── TASK DATA ──
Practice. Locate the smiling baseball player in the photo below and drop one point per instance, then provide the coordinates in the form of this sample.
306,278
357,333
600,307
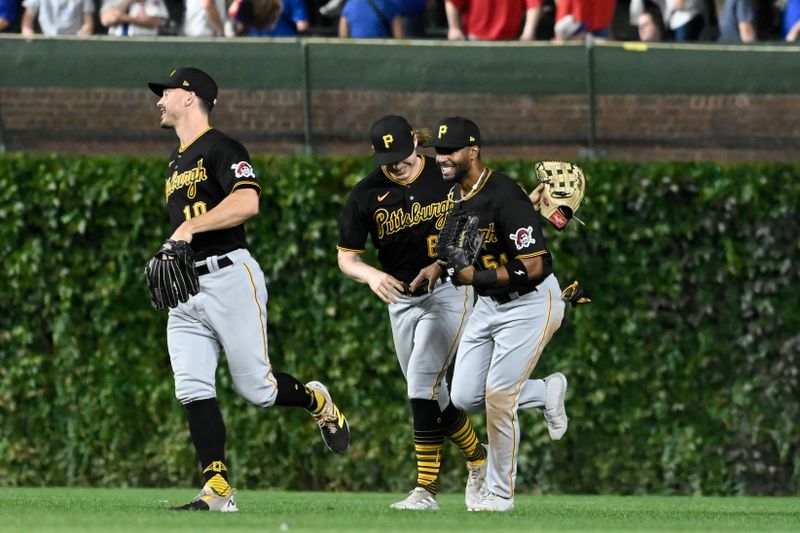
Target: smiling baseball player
518,310
400,206
210,191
───
GIVEN TASK:
Pull every line from the records above, word for word, and leave out the pictures.

COMPLETE RESPONSE:
Practice. Locate the smiling baseball player in the photo below and drop one point per instance, then provide the coordinates in the form of this sample.
306,278
357,333
600,307
Target: smiling baseball player
518,310
400,206
210,191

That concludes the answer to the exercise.